SHORT TASK:
Answer these questions about the text on finding pixel-area centroids below.
(a) What library converted the image into a matrix?
(b) About how long does the method take on a 2400 x 1100 map?
(c) What starting value does the code give the volume attribute?
──────── SOURCE EXTRACT ────────
Search code examples
pythonnumpyoptimizationcentroid

Faster way to find centroids of pixel areas


For a game, I made a territory map, consisting of pixels, with each territory having a different color. From there, I want to add names on every territory.

For visual purposes, I want to put names on the centroid of the area. Therefore,, I used PIL to convert the image into a single large matrix. I built a class to record the centroid data of each territory, collected in a dictionary. Then, I iterate over the pixels to process the centroid. This method is very slow and takes around a minute for 2400 x 1100 map.

territory_map = numpy.array([
    [0, 0, 0, 1, 0, 0, 0],
    [0, 2, 2, 1, 0, 0, 0],
    [2, 2, 1, 1, 3, 3, 3],
    [2, 0, 0, 1, 3, 0, 0],
])

centroid_data = {}

class CentroidRecord(object):
    def __init__(self, x, y):
        super(CentroidRecord, self).__init__()
        self.x = float(x)
        self.y = float(y)
        self.volume = 1

    def add_mass(self, x, y):
        #           new_x = (old_x * old_volume + x) / (old_volume + 1),
        # therefore new_x = old_x + (x - old_x) / v,
        # for v = volume + 1.
        self.volume += 1
        self.x += (x - self.x) / self.volume
        self.y += (y - self.y) / self.volume


for y in range(territory_map.shape[0]):
    for x in range(territory_map.shape[1]):
        cell = territory_map[y][x]
        if cell == 0:
            continue
        if cell not in centroid_data:
            centroid_data[cell] = CentroidRecord(x, y)
──────── DATA EXTRACT ────────
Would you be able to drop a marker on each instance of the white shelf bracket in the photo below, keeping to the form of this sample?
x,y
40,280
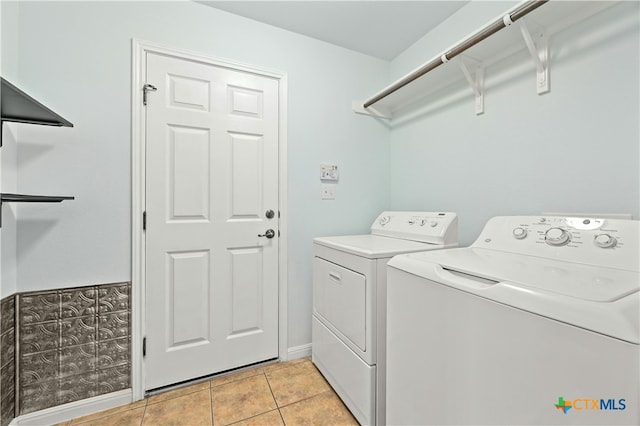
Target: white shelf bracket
────────
FINAL RESULT:
(a) PIL
(b) Around a minute
(c) 1